**PROVIDED PASSAGE:**
For insect management, regular field scouting is essential. Some sunflower pests also infest other crops regularly used in rotations, including wireworms, long-horned beetles, and pale-stripped flea beetles. Plan rotations to disrupt lifecycles of these pests.
Harvest before the end of September to reduce huge losses to flocks of migrating birds. Control methods such as chemical deterrents, decoy crops, and harassment with explosions, gunshots, airplanes, and “squawkers” have had varying success. Best effects come from random but frequent changes in deterrent methods. The best management is to avoid nesting habitat.
Sunflower does not compete well with weeds early in its development. Use herbicide-tolerant hybrids (Clearfield and Express Sun), along with pre-plant or pre-emergence use of herbicide to control weed pressure before sunflower crops become well established. A number of herbicides are registered for sunflowers. However, in the Northeast, cultivating with a tineweeder one and two weeks after planting has controlled weeds as effectively as herbicide, although cultivating does cause small declines in standing sunflower population.
|Sunflower seeds. Photo: Giovanni Dall’Orto; Wikimedia Commons.|
Harvest and Storage
Harvest is usually in late September to October, ideally once the seed has reached close to 12% moisture. Combining the plants earlier at high moisture contents (up to 25%) can reduce losses from seed shattering and birds, but wetter seed requires subsequent drying. Desiccants can hasten seed drying in the field, but must be applied after the plant reaches maturity.
Sunflower should be stored at around 9% moisture – at 10 or 11% the seed becomes more susceptible to insect and mold infestation, and oil extraction can become more difficult below 7%. Maintaining good seed condition is important for good oil content and quality. Air drying below 110 degrees F. is best for sunflower seed because fine hairs on the hull can ignite if they circulate through the drying fan and heat source, and in turn ignite the seed, which burns easily due to its high oil content.
Maintaining seed quality for use as a feedstock provides the largest challenge post-harvest. Heating over 200 degrees F. (e.g., during the drying process) degrades oil quality by increasing the concentration of free fatty acids, which must be removed in the beginning stages of the biodiesel production process. Over-drying the seed reduces the efficiency of oil extraction if processed by a mechanical seed press. Drying seed quickly after harvest and maintaining the seed at good storage moisture is important for keeping high seed and oil quality.

**TASK DESCRIPTION:**
Answer these questions using the sunflower passage:
(a) At roughly what moisture level should sunflower seed be stored?
(b) What implement, used one and two weeks after planting, has controlled weeds as effectively as herbicide in the Northeast?
(c) Heating above what temperature degrades oil quality by increasing free fatty acids?

Named object pointing data
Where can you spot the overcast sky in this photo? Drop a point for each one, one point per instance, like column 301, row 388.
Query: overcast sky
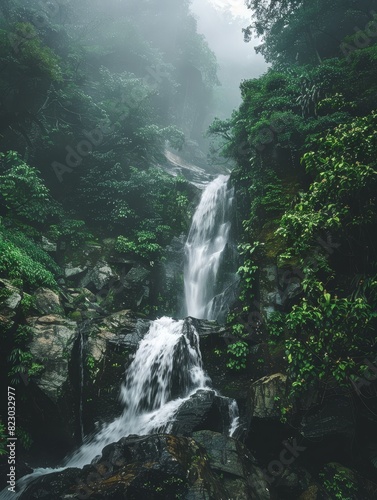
column 221, row 21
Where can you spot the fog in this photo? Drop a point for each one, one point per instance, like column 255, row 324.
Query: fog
column 222, row 27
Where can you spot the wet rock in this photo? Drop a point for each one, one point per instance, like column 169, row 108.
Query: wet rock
column 235, row 464
column 53, row 339
column 135, row 286
column 98, row 277
column 203, row 410
column 71, row 272
column 266, row 396
column 48, row 246
column 47, row 302
column 158, row 467
column 335, row 416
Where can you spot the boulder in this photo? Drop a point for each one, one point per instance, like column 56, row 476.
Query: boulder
column 334, row 417
column 47, row 301
column 99, row 277
column 53, row 339
column 156, row 467
column 135, row 286
column 266, row 397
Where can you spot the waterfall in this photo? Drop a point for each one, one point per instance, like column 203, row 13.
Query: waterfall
column 205, row 249
column 167, row 368
column 81, row 395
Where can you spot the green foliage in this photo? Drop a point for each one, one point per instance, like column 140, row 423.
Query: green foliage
column 15, row 263
column 3, row 439
column 23, row 190
column 143, row 245
column 30, row 248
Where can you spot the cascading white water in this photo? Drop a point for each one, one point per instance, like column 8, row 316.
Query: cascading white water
column 167, row 367
column 205, row 247
column 167, row 370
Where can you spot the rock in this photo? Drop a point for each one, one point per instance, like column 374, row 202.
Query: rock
column 344, row 481
column 135, row 286
column 10, row 301
column 235, row 464
column 53, row 339
column 47, row 302
column 205, row 327
column 292, row 482
column 99, row 277
column 159, row 467
column 266, row 396
column 48, row 246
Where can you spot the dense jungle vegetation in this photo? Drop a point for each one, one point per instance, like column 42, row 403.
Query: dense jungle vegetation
column 88, row 103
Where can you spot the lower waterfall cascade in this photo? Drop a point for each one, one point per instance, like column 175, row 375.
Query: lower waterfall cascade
column 167, row 367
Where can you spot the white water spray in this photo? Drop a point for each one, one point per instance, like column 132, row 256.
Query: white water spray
column 167, row 367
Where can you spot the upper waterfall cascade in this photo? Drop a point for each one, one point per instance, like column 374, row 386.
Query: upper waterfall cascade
column 167, row 367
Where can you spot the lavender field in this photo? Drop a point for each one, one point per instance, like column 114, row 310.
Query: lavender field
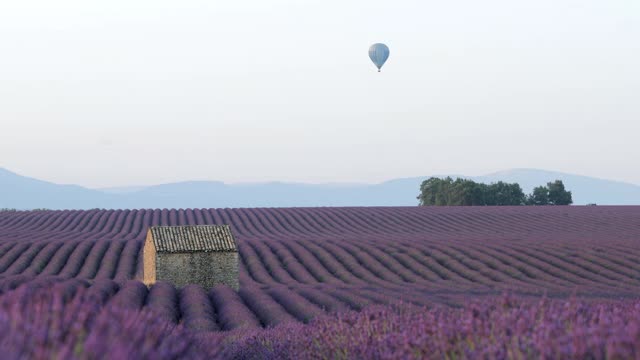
column 301, row 264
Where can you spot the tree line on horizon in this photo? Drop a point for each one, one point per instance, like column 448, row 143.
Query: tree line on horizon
column 463, row 192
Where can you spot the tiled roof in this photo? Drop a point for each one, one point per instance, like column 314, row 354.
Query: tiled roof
column 193, row 238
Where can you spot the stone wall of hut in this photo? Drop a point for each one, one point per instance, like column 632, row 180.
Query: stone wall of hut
column 206, row 269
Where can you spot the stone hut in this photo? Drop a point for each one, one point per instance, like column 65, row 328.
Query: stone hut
column 196, row 254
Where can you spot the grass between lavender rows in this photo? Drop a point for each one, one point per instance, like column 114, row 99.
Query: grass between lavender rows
column 66, row 323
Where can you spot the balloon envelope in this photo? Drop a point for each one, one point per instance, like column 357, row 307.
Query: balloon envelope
column 379, row 53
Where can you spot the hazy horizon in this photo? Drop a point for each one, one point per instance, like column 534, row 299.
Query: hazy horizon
column 132, row 93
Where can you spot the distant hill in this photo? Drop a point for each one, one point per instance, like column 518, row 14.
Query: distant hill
column 22, row 192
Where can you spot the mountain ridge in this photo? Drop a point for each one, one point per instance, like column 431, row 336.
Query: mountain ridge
column 22, row 192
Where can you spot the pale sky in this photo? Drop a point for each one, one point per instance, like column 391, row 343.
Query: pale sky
column 138, row 92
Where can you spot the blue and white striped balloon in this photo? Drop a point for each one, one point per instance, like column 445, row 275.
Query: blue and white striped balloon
column 379, row 53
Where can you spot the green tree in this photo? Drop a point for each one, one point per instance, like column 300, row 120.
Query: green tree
column 502, row 193
column 558, row 195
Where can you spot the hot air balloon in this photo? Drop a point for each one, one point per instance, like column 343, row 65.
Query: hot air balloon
column 379, row 53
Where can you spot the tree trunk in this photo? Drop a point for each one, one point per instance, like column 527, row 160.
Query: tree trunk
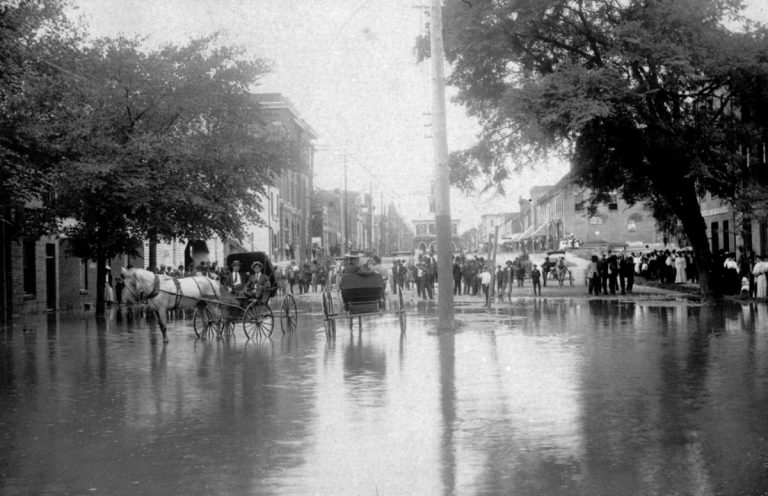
column 696, row 230
column 101, row 275
column 152, row 263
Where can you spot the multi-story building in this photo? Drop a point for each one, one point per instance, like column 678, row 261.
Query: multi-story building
column 488, row 224
column 726, row 231
column 425, row 240
column 561, row 212
column 294, row 237
column 327, row 222
column 395, row 232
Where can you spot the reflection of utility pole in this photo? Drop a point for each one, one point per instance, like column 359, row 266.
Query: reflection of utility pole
column 442, row 188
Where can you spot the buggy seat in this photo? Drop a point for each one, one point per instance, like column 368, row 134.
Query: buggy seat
column 362, row 293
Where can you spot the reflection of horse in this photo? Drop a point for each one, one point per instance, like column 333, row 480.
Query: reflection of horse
column 165, row 293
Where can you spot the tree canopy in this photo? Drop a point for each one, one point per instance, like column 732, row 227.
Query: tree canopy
column 656, row 99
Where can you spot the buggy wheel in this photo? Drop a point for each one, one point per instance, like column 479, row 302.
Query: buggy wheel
column 227, row 327
column 257, row 319
column 330, row 320
column 401, row 310
column 205, row 321
column 288, row 314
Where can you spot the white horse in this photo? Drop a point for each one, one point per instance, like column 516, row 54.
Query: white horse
column 164, row 293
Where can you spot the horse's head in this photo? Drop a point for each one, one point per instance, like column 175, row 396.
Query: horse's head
column 138, row 284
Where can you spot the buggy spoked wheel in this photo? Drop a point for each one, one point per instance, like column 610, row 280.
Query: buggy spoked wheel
column 330, row 320
column 227, row 327
column 401, row 310
column 258, row 320
column 288, row 314
column 204, row 321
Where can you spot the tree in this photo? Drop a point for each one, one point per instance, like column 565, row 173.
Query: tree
column 646, row 97
column 162, row 144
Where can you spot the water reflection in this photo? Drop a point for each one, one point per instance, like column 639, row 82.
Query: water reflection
column 541, row 396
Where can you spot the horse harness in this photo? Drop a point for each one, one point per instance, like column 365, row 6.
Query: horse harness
column 179, row 294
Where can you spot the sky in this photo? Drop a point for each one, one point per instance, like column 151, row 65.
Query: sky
column 349, row 69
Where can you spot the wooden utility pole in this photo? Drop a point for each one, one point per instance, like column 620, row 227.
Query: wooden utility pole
column 344, row 224
column 492, row 251
column 442, row 186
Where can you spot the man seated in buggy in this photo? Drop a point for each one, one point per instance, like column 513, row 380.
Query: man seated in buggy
column 258, row 286
column 361, row 287
column 234, row 281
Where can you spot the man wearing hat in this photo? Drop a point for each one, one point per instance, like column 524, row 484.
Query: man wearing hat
column 234, row 281
column 258, row 284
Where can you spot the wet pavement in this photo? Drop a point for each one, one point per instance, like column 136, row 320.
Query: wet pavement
column 551, row 396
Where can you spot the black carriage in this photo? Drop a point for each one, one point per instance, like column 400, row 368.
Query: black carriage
column 362, row 294
column 255, row 314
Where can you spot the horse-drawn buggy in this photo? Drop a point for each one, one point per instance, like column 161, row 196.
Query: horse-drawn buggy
column 362, row 294
column 242, row 298
column 561, row 269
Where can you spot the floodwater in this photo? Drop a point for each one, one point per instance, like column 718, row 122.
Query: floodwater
column 552, row 397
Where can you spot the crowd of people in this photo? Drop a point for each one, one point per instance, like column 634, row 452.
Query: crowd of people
column 610, row 273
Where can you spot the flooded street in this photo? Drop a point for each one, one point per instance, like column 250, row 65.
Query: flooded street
column 540, row 397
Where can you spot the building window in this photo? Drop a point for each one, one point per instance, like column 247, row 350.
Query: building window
column 715, row 235
column 28, row 266
column 613, row 203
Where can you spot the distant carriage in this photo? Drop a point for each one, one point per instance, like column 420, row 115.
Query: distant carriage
column 362, row 295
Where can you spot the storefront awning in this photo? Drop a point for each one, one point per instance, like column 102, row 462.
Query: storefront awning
column 527, row 233
column 540, row 230
column 511, row 238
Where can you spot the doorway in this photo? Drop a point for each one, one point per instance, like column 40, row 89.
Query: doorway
column 50, row 276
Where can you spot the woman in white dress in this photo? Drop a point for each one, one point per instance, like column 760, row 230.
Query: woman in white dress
column 680, row 276
column 760, row 271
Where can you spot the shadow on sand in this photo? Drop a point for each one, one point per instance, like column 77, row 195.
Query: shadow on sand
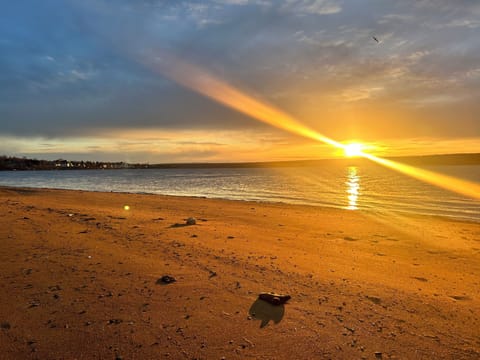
column 264, row 311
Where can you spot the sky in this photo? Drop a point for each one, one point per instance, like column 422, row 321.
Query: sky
column 81, row 80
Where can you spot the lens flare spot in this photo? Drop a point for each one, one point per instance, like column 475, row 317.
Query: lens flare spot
column 354, row 149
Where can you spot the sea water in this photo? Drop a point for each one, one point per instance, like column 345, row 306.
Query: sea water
column 357, row 188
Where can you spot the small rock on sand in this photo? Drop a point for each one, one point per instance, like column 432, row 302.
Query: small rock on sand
column 166, row 279
column 191, row 221
column 274, row 299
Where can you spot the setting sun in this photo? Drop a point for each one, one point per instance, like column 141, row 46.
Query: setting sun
column 354, row 149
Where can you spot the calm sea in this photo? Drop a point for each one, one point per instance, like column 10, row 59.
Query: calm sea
column 358, row 188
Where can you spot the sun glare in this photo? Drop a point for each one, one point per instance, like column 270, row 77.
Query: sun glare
column 352, row 150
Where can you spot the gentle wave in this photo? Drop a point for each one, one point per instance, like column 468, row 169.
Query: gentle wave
column 365, row 188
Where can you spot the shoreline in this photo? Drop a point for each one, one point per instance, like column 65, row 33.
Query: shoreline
column 267, row 202
column 79, row 280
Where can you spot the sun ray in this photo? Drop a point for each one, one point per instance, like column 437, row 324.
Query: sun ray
column 200, row 81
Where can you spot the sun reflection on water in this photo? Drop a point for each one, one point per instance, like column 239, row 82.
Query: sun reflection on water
column 353, row 187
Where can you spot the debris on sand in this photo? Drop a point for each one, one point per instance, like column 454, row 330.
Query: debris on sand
column 191, row 221
column 166, row 279
column 274, row 299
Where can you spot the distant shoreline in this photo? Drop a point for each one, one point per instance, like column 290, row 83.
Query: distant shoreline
column 14, row 163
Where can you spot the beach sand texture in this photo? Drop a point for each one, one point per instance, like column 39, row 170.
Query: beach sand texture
column 79, row 280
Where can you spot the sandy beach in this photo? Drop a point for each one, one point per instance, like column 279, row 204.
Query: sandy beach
column 80, row 280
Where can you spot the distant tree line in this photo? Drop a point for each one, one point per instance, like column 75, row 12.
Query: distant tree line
column 22, row 163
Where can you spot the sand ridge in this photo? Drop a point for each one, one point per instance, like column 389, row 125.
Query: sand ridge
column 79, row 280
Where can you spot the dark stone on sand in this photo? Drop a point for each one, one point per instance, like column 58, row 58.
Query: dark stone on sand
column 166, row 279
column 274, row 299
column 374, row 299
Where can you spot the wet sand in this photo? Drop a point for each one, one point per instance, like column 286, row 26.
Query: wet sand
column 79, row 280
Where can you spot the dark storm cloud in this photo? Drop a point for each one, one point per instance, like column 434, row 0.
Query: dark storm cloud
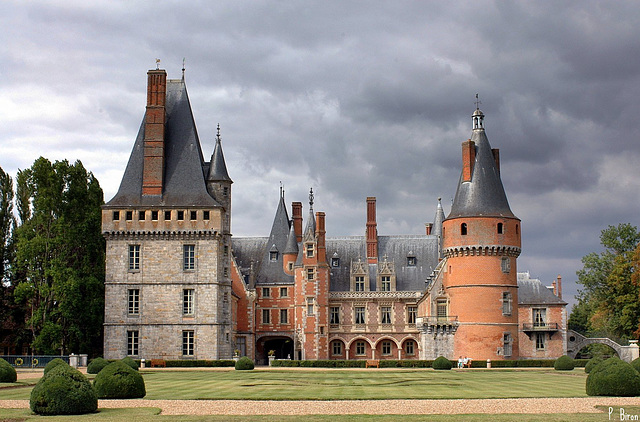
column 354, row 99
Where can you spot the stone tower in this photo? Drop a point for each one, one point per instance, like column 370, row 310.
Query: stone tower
column 481, row 242
column 167, row 281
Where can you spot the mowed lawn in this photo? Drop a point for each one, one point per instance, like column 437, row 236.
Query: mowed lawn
column 372, row 384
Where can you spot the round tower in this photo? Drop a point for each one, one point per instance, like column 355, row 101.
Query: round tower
column 481, row 243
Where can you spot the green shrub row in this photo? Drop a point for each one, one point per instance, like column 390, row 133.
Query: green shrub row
column 200, row 363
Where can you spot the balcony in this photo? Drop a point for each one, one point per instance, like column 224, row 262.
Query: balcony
column 540, row 327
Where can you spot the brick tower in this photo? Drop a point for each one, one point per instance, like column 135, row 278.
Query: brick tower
column 481, row 242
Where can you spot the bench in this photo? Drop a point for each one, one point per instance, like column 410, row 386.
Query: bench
column 158, row 363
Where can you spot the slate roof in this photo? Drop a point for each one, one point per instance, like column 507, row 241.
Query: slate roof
column 484, row 195
column 185, row 169
column 531, row 291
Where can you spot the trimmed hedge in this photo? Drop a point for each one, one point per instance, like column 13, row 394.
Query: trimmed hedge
column 564, row 363
column 7, row 372
column 132, row 363
column 442, row 363
column 119, row 381
column 593, row 362
column 197, row 363
column 613, row 377
column 63, row 391
column 53, row 363
column 244, row 364
column 96, row 365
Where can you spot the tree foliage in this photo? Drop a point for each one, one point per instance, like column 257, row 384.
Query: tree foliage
column 609, row 301
column 59, row 256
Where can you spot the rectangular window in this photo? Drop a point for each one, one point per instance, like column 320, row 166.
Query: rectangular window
column 507, row 341
column 334, row 315
column 134, row 257
column 188, row 296
column 385, row 283
column 189, row 257
column 540, row 341
column 506, row 303
column 134, row 301
column 336, row 348
column 132, row 343
column 359, row 314
column 385, row 314
column 188, row 343
column 412, row 313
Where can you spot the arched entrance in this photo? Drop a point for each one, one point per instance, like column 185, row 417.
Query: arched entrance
column 282, row 347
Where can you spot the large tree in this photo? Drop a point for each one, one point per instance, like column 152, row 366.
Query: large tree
column 609, row 301
column 59, row 266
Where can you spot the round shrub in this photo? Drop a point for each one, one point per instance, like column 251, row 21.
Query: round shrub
column 119, row 381
column 593, row 362
column 613, row 377
column 96, row 365
column 63, row 391
column 564, row 363
column 442, row 363
column 7, row 372
column 132, row 363
column 53, row 363
column 244, row 364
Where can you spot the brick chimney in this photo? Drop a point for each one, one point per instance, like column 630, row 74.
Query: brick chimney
column 372, row 231
column 320, row 236
column 296, row 209
column 468, row 159
column 153, row 167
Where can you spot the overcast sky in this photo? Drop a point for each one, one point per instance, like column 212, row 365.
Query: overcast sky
column 354, row 99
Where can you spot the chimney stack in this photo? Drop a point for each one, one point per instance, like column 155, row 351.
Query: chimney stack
column 468, row 159
column 154, row 121
column 372, row 231
column 296, row 210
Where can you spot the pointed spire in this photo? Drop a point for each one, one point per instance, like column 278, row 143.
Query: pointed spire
column 218, row 168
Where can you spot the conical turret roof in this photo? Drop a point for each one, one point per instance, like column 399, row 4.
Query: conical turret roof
column 484, row 194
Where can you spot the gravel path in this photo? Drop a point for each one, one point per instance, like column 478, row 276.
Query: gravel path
column 373, row 407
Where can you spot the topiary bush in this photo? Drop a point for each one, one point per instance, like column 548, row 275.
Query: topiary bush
column 613, row 377
column 63, row 391
column 442, row 363
column 96, row 365
column 132, row 363
column 119, row 381
column 244, row 364
column 7, row 372
column 564, row 363
column 593, row 362
column 53, row 363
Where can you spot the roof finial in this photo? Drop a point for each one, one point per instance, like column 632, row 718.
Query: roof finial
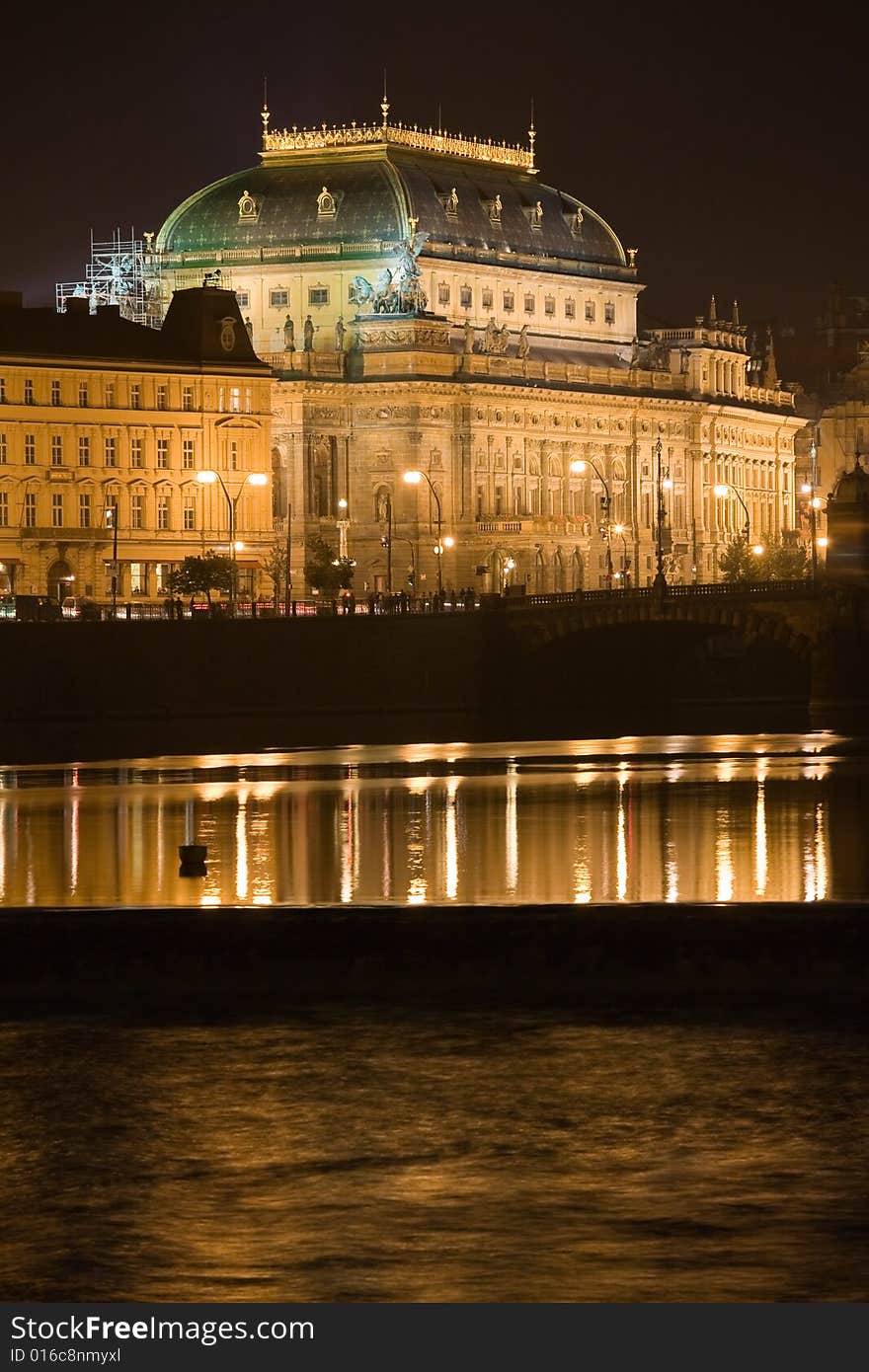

**WORKED ANSWER:**
(a) Around 9% moisture.
(b) A tineweeder.
(c) Over 200 degrees F.